TASK STATEMENT:
Resume the history of Tiverton's resistance to the Massachusetts church tax, starting right after its final sentence.

PASSAGE PROVIDED:

•••••

Tales of Tiverton

Puritan Jail TIVERTON, 1723

TIVERTON TAX ASSESSORS JAILED!
On May 25, 1723, Joseph Anthony and John Sisson were arrested and put in the Bristol County jail for civil disobedience. As tax assessors of Tiverton, they had refused to assess taxes levied upon their town by the legislature. This was not the first time. They had been jailed in 1708 for the same reason. While seen as criminals by the majority of people in Massachusetts, these tax assessors were heroes in the eyes of their fellow townspeople.

This was, in essence, a fight for religious freedom – a separation of church and state. The strict and domineering Puritans of Boston and the Massachusetts Bay Colony sought to bring these outlying Quakers and Baptists into the Congregational fold. The General Court passed a law in 1695 requiring every Massachusetts town to hire and support an “able, learned, and orthodox” minister. “Learned” meant a man educated in Greek and Latin. “Orthodox” meant a Calvinist adhering to the doctrines of the Puritan churches. Originally, Tiverton was part of the Plymouth Colony, but became part of the Massachusetts Bay Colony in 1692, two years before it was incorporated as a town. (It was transferred to Rhode Island in 1746-47.)

The majority of Tiverton inhabitants were Baptists and Quakers, and did not want to pay religious taxes to build a Congregational church and support a minister. They had their own worship services with their own lay ministers. Leading Tiverton Quakers were Joseph Wanton, Amos Sheffield, and Richard Borden. They gladly supported their churches by voluntary gifts and attendance, but believed if the Colony’s established church ever got into their communities, Baptists and Quakers would find themselves forced to not only pay taxes supporting this Congregationalism, but also liable for fines, imprisonment, the stocks, and whipping for not adhering to the law requiring regular attendance at a Congregational church. The people of Tiverton frequently appealed to the General Court with petitions against paying taxes to support Congregationalism: “[we] dare not doe it for fear of Offending God, for wee are firmly perswaded that many of our people who are religiously sincear and upright before God cannot for Conscience sake pay any Tax or rate raised for that use.”

Tiverton defied this law for three years. However, the judges of the Bristol County court hauled the Tiverton selectmen before them “for not having a minister according to law.” The selectmen argued that they did have ministers (both Baptists and Quakers had them), but the court asserted that such ministers and churches did not conform to the laws of Massachusetts and ordered them to return home and take immediate steps to acquire “able, learned and orthodox” ministers, to build churches at town expense, and to assess taxes for their support.

The selectmen informed the town meetings of the court’s order, but the town did nothing about it. A year later, the selectmen were again brought before the court. Again, they claimed they had ministers and churches and the kind of worship they wanted. Again, the court said this was not sufficient. And again the town did nothing. This happened again every year from 1700 to 1703, when finally the court decided it had enough. It requested Harvard College to send a minister to Tiverton and ordered the town to levy a tax of fifty pounds for his pay.

•••••

SUPPLIED ENTRIES:

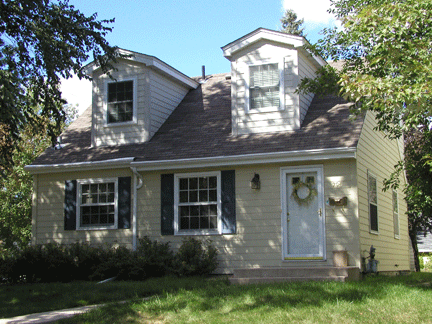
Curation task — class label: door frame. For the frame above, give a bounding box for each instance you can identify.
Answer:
[280,164,326,261]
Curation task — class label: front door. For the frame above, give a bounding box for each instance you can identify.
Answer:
[282,166,325,260]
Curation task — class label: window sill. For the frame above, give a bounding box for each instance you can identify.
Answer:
[247,107,284,114]
[174,231,222,236]
[104,120,137,128]
[76,226,118,231]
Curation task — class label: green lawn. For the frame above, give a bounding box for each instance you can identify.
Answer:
[0,273,432,323]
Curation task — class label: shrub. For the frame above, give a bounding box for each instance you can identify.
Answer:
[0,237,217,283]
[137,236,174,277]
[175,237,217,276]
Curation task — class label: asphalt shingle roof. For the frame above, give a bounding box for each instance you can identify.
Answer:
[33,74,363,165]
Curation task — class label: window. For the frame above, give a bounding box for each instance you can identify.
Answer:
[78,179,117,228]
[249,63,280,109]
[64,177,131,231]
[174,172,221,234]
[392,190,399,238]
[107,80,134,124]
[245,60,284,113]
[368,172,378,234]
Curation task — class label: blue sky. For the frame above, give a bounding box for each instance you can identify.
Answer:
[62,0,334,110]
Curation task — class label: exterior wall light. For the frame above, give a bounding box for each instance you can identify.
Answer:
[251,173,261,190]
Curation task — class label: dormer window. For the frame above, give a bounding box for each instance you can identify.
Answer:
[249,63,280,110]
[245,61,284,113]
[107,80,136,124]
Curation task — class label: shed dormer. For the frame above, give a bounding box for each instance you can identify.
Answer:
[86,49,199,146]
[222,28,326,135]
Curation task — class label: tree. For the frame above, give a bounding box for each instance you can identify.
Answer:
[384,118,432,271]
[298,0,432,270]
[0,0,119,176]
[0,105,78,255]
[281,9,306,36]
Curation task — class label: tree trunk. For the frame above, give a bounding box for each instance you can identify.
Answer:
[409,231,420,272]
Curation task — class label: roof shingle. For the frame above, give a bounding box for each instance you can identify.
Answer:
[33,74,363,165]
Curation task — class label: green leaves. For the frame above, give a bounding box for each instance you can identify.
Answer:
[0,0,118,174]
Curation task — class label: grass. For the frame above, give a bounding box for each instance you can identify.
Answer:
[0,273,432,323]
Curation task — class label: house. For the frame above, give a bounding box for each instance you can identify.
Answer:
[27,28,410,281]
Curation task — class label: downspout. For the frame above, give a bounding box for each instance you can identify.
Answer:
[130,167,144,251]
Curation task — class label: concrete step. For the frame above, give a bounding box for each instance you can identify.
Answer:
[229,276,347,285]
[230,267,360,283]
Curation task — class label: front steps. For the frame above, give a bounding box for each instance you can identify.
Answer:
[229,267,360,284]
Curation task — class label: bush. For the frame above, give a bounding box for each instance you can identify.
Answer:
[0,237,217,283]
[137,236,175,277]
[175,237,217,276]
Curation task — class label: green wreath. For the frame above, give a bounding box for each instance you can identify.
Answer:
[292,181,318,205]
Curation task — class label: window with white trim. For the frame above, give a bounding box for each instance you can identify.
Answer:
[77,179,118,229]
[368,172,378,234]
[392,190,399,238]
[107,80,134,124]
[174,172,221,235]
[249,63,280,109]
[245,61,284,113]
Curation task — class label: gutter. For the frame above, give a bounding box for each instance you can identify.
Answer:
[130,167,144,251]
[24,157,135,174]
[131,147,357,171]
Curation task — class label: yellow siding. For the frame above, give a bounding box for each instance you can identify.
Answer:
[92,60,188,146]
[357,112,410,271]
[138,160,360,273]
[32,170,132,247]
[33,159,372,273]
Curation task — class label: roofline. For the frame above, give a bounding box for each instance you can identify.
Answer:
[221,27,327,68]
[84,48,199,89]
[25,147,357,174]
[24,157,135,174]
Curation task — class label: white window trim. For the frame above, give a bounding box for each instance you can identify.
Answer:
[174,171,222,235]
[392,190,400,239]
[103,77,138,127]
[76,178,118,231]
[366,170,379,235]
[244,58,285,114]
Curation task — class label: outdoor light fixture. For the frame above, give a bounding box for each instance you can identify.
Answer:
[251,173,261,189]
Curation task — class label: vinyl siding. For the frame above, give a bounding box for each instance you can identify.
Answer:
[298,52,316,123]
[138,160,360,273]
[357,112,410,271]
[92,60,188,146]
[231,41,300,134]
[32,170,132,247]
[150,71,188,137]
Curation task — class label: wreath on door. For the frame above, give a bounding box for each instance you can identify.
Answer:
[292,181,318,205]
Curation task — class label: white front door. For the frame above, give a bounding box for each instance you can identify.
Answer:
[281,166,325,260]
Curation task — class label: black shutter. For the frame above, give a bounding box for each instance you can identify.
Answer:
[161,174,174,235]
[118,177,131,229]
[64,180,77,231]
[221,170,236,234]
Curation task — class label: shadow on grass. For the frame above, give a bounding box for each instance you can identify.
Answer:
[12,274,432,323]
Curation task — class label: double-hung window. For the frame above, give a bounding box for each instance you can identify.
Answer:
[368,172,378,234]
[107,80,134,124]
[174,172,221,234]
[392,190,399,238]
[249,63,282,112]
[77,179,118,229]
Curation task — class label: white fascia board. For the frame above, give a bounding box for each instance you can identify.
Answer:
[131,147,357,171]
[222,28,307,59]
[84,48,199,89]
[24,157,135,174]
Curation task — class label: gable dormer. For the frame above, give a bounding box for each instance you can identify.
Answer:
[222,28,326,135]
[87,49,199,146]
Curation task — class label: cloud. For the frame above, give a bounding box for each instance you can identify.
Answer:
[282,0,335,25]
[60,75,92,114]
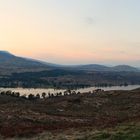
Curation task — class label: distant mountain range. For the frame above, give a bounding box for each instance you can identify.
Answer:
[0,51,140,74]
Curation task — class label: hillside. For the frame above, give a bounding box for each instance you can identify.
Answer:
[0,51,51,75]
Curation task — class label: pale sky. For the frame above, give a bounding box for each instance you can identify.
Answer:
[0,0,140,66]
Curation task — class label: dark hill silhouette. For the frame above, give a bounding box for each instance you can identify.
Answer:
[0,51,140,75]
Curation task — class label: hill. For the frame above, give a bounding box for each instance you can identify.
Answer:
[0,51,52,75]
[0,51,140,75]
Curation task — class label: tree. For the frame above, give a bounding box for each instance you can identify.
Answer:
[42,92,46,99]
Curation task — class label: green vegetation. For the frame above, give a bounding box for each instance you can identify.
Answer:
[0,89,140,140]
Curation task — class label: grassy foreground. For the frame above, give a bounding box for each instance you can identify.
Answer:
[0,89,140,140]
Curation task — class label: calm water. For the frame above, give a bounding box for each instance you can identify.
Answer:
[0,85,140,95]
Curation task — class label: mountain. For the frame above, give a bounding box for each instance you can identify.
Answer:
[112,65,139,71]
[73,64,140,72]
[74,64,110,71]
[0,51,140,75]
[0,51,52,74]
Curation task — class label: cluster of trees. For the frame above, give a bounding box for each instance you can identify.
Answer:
[0,90,80,100]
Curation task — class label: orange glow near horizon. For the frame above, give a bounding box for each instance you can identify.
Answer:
[0,0,140,64]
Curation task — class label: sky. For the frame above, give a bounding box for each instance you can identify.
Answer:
[0,0,140,66]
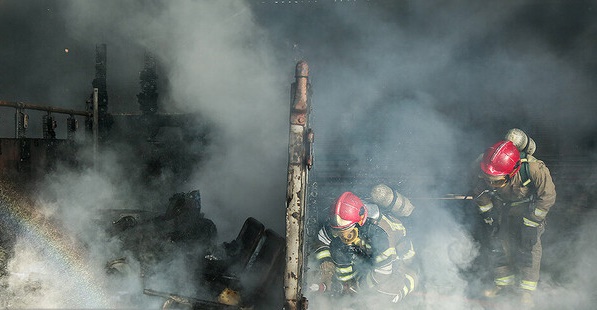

•••••

OUTPUT OF THE EXERCISE:
Again, Tiverton refused to levy the taxes. In 1708, Reverend Joseph Marsh was sent to Tiverton where five Congregational families heard him. However, he had no salary. Because the town had not levied taxes in town meetings, the legislature added thirty pounds to its colony-wide taxes in 1708. This act, though justified by a law passed in 1706 to meet this kind of emergency, undermined the principle of home-rule.

Needless to say, Tiverton reacted by passing a resolution this same year which authorized Joseph Wanton and Richard Borden to petition in Boston against this unjust usurpation of local authority. When the town assessors refused to asses the extra provincial (colony-wide) taxes, Richard Borden was arrested and put in jail. Tiverton’s voters supported the assessor’s actions, sending two law enforcement agents to ask Reverend Marsh what he was doing in their town. They ended up exiling him from Town on the grounds that he was a vagrant with no visible means of support. Outraged, he departed.

The General Court backed off. Borden was released from jail and things went on as before. However, Boston’s Cotton Mather was furious about this and filled his diary with writings against “miserable Tiverton” and equally “wretched Dartmouth”, which had mirrored Tiverton’s rebellious attitude against this ecclesiastical tax.

Fourteen years went by and Mather and his fellow clergymen did not forget about these non-compliant outlying towns. The General Court sent Reverend Theophilus Pickering to Tiverton and the legislature again levied extra provincial taxes on the town to support him. And again, Tiverton refused to comply, and again, the tax assessor was jailed. But this time was different. Tiverton and Dartmouth (whose assessor had also been jailed for non-compliance) joined forces and sent Quaker Thomas Partridge to London to present their grievances to the king in council. Massachusetts had also sent its own agent to London to represent its side.

After the king heard both sides, the king concluded that the Puritans were wrong. What right had Congregationalists, themselves dissenters from the king’s church, to lay taxes in the king’s name on other dissenters?

As a result of this incredible outcome, the Massachusetts General Court passed a new series of laws between 1727 and 1731 which exempted Quakers, Baptists, and Anglicans from religious taxation to support established Congregational churches.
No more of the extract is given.